Task item A: According to the passage on the 2020 election, what share of the Hispanic vote in Florida did Trump win?
Task item B: Continue the passage on voting patterns in the 2020 election, starting after its final sentence.
***** Exercise text
Heading into the 2020 election, the conventional wisdom was that Biden and the Democrats, in the aftermath of the Black Lives Matter movement, would achieve an even higher margin among Black voters than Clinton’s mediocre performance of 4 years ago.  However, in fact, the opposite happened.  Biden’s margin among Black men and women fell by 7 points compared with how Hillary Clinton performed, and Biden’s margin was 2 points lower among Latino women and 6 points lower among Latino men than Hillary Clinton achieved. All and all voters of color handed Democrats fewer votes than at any time since 2004.

By contrast, Trump increased his vote share by 4 points among Black voters compared with 4 years ago and also increased his vote share by 4 points among Latinos. Trump won 47% of the Hispanic vote in Florida and 40% of the Hispanic vote in Texas – and no doubt these numbers helped him keep these states from turning blue. All and all, Trump performed better among voters of color than any Republican had since 1960.

As noted above, the White share of the national electorate fell, and Trump carried this demographic group overwhelmingly as the GOP has in every single election since 1968, even increasing his margin among White women by 3 points compared with 2016 and winning them by a margin of 12 points over Biden.
**********
***** Supplied information
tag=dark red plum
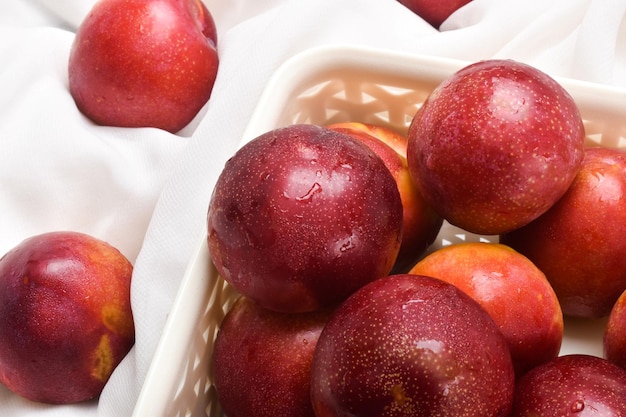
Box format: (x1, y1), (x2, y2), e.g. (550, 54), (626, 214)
(407, 60), (585, 235)
(311, 274), (515, 417)
(511, 354), (626, 417)
(208, 125), (403, 312)
(213, 297), (330, 417)
(0, 231), (135, 404)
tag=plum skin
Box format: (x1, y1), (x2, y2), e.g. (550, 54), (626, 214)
(511, 354), (626, 417)
(0, 231), (135, 404)
(207, 125), (403, 312)
(500, 147), (626, 318)
(409, 242), (564, 378)
(407, 60), (585, 235)
(212, 297), (330, 417)
(311, 274), (515, 417)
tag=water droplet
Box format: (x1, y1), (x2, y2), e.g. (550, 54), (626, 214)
(296, 182), (322, 202)
(570, 400), (585, 413)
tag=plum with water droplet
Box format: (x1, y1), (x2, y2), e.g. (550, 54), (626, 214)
(326, 122), (443, 273)
(311, 274), (515, 417)
(207, 124), (402, 312)
(500, 147), (626, 318)
(213, 297), (330, 417)
(407, 60), (585, 235)
(511, 354), (626, 417)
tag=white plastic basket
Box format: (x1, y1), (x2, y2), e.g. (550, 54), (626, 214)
(134, 46), (626, 417)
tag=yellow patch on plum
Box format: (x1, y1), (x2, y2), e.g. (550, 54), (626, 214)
(91, 334), (114, 381)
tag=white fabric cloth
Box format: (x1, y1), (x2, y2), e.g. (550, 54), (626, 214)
(0, 0), (626, 417)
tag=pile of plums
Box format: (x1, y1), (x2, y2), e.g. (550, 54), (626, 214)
(208, 60), (626, 417)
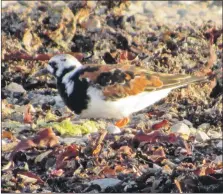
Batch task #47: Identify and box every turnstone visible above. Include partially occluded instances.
[32,54,207,127]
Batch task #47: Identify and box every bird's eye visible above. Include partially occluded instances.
[49,61,57,68]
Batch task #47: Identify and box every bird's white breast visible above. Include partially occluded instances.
[80,87,172,119]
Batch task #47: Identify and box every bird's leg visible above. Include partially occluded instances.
[115,117,130,128]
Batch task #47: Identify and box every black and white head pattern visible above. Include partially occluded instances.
[47,54,82,78]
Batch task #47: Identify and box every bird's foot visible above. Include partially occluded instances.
[115,117,130,128]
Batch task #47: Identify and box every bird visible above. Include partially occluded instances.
[34,54,207,128]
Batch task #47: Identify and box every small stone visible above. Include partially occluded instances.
[207,130,222,139]
[216,140,223,148]
[107,124,121,134]
[88,178,121,190]
[198,123,211,131]
[214,155,223,164]
[5,82,26,93]
[182,119,193,127]
[196,131,210,142]
[190,127,197,135]
[170,122,190,140]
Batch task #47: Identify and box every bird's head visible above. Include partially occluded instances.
[32,54,82,78]
[46,54,82,77]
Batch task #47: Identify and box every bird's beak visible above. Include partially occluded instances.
[30,68,49,78]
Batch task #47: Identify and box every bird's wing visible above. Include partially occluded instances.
[80,65,206,100]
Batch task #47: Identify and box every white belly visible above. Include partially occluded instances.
[80,87,171,119]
**********
Written answer A: 47%

Written answer B:
Nevertheless, Biden appears to have made important inroads among the White voters – especially working-class ones – the very ones who proved elusive for Clinton. Indeed, the central premise and value proposition of the Biden campaign was not that “Middle Class Joe from Scranton, Pa.,” would win working class White voters, but rather that he would be able to reduce Trump’s margin among this key group.

Indeed, Biden gained 5 points among White voters, compared with Clinton’s performance. What’s more, Biden reduced Trump’s margins among White men from 31 points against Clinton to 18 points.

Biden won half of men (48%), up from Hillary Clinton’s performance with them in 2016 (41%). In Michigan and Wisconsin, Biden flipped White men without a college degree back into the Democratic column, breaking up Trump’s 2016 coalition and winning them by 10 more points than Clinton had.

And Biden went further by reducing Trump’s margin among White, non-college educated women by 6 points and among White non-college educated men by 11 points.

Making these inroads allowed Biden to seize back the vital “Blue Wall” states — Michigan, Pennsylvania, and Wisconsin — where Trump beat Clinton by a combined total of just 78,000 votes four years ago.

While using the word “realignment” to describe the 2020 election may be overstating the case, college educated voters again firmly supported Biden and the Democrats with 55% of their votes, up 3 points from 2016, while Trump remained even at 42%, exactly the same share of this segment he won four years ago.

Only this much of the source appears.